··· Material provided

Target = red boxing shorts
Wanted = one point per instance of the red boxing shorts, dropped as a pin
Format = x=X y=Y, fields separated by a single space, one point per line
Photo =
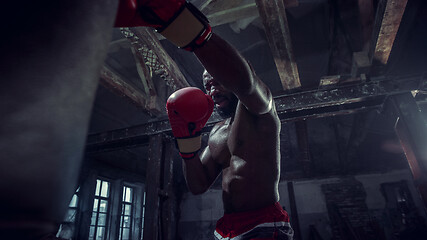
x=271 y=222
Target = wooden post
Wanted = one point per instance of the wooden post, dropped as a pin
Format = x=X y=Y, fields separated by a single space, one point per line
x=412 y=131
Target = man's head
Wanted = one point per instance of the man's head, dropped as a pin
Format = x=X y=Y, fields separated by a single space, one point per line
x=225 y=101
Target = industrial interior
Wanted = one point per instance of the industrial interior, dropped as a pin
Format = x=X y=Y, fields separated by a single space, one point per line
x=349 y=83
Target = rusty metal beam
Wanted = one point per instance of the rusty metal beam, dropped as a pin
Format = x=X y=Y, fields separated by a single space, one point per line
x=293 y=107
x=117 y=85
x=387 y=21
x=273 y=15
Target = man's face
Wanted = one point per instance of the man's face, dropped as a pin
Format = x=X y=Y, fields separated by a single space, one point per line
x=225 y=101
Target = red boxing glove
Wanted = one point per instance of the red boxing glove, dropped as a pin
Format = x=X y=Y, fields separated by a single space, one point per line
x=188 y=110
x=178 y=21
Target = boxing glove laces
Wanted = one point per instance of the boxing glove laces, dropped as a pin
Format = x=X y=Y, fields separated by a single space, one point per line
x=188 y=111
x=177 y=20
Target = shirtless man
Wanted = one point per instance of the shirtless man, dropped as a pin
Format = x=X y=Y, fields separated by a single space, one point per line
x=245 y=146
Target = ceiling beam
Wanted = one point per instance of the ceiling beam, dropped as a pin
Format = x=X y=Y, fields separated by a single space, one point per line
x=226 y=11
x=144 y=40
x=338 y=100
x=120 y=87
x=387 y=21
x=273 y=15
x=232 y=14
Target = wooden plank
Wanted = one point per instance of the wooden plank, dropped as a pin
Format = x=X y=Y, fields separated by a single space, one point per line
x=387 y=21
x=411 y=129
x=366 y=13
x=145 y=41
x=152 y=186
x=224 y=13
x=232 y=14
x=117 y=85
x=276 y=28
x=300 y=105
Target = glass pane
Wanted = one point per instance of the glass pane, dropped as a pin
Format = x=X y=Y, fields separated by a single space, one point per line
x=125 y=235
x=102 y=219
x=73 y=202
x=91 y=232
x=124 y=193
x=105 y=188
x=103 y=207
x=93 y=219
x=100 y=233
x=126 y=221
x=128 y=195
x=98 y=187
x=128 y=209
x=95 y=205
x=71 y=215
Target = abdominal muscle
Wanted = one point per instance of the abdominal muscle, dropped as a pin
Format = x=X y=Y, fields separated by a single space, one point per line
x=249 y=185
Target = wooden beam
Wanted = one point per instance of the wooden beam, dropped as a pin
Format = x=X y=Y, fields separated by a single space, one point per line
x=117 y=85
x=366 y=13
x=387 y=21
x=231 y=11
x=152 y=186
x=344 y=99
x=232 y=14
x=276 y=28
x=155 y=56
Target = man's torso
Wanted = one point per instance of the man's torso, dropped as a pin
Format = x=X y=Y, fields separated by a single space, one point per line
x=248 y=149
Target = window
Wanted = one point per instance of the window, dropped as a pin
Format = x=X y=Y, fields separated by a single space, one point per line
x=66 y=229
x=126 y=216
x=98 y=223
x=143 y=216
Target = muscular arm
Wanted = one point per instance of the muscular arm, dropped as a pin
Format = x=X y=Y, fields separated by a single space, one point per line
x=200 y=172
x=233 y=72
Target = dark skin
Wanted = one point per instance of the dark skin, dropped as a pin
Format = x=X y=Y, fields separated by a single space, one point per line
x=244 y=147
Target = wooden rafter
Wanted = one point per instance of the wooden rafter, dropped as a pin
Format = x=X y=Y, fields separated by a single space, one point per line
x=224 y=11
x=155 y=56
x=273 y=15
x=387 y=21
x=117 y=85
x=232 y=14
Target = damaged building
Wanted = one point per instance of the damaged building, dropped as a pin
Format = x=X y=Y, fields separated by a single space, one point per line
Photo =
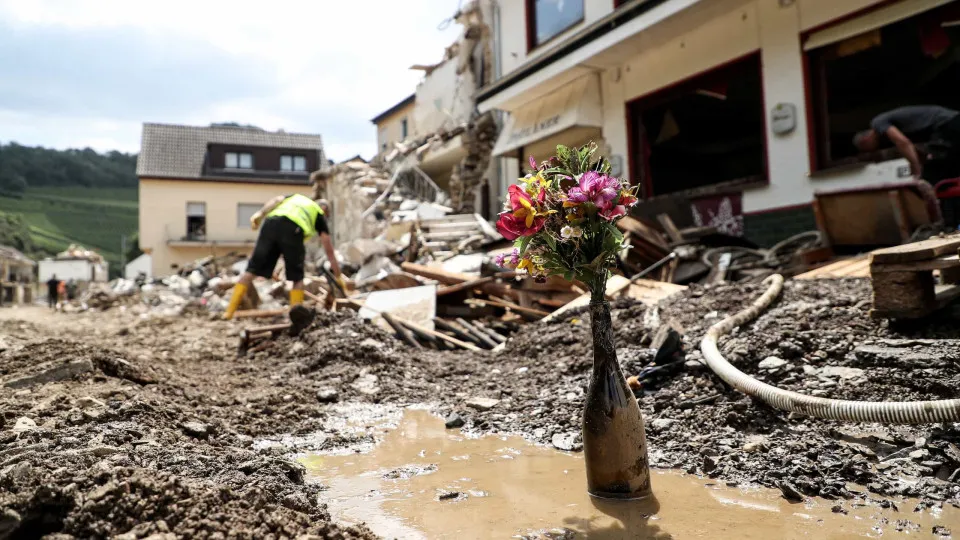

······

◆ Problem requirements:
Rewrite everything from the line containing "Target = glass pane" down to the line containing "x=248 y=149", replacing "dropped as a pin" with "placed as a marker" and leaving all else the same.

◆ Solution:
Target = glass pane
Wanted = one point per instance of the glass pane, placed as a marker
Format = x=X y=Y, fields separated by a single space, one point per line
x=125 y=235
x=102 y=219
x=73 y=202
x=91 y=232
x=124 y=193
x=105 y=188
x=103 y=207
x=93 y=219
x=100 y=233
x=126 y=221
x=128 y=195
x=98 y=187
x=128 y=209
x=95 y=205
x=71 y=215
Target = abdominal muscle
Wanted = one point per instance of the abdominal muscle, placed as a marker
Format = x=X y=Y, fields separated by a single space, one point per line
x=249 y=185
Target = wooden beam
Wanted = one point per instance of the wooden beam, placed as a marker
Format = x=X y=Y, fields separated by a single space, one point per line
x=117 y=85
x=366 y=13
x=387 y=21
x=231 y=11
x=152 y=186
x=344 y=99
x=232 y=14
x=276 y=28
x=155 y=56
Target = man's torso
Wanted = one point per instance of the man's torso, placed as a marker
Format = x=X y=Y, fields separated by a single space, one point per line
x=248 y=149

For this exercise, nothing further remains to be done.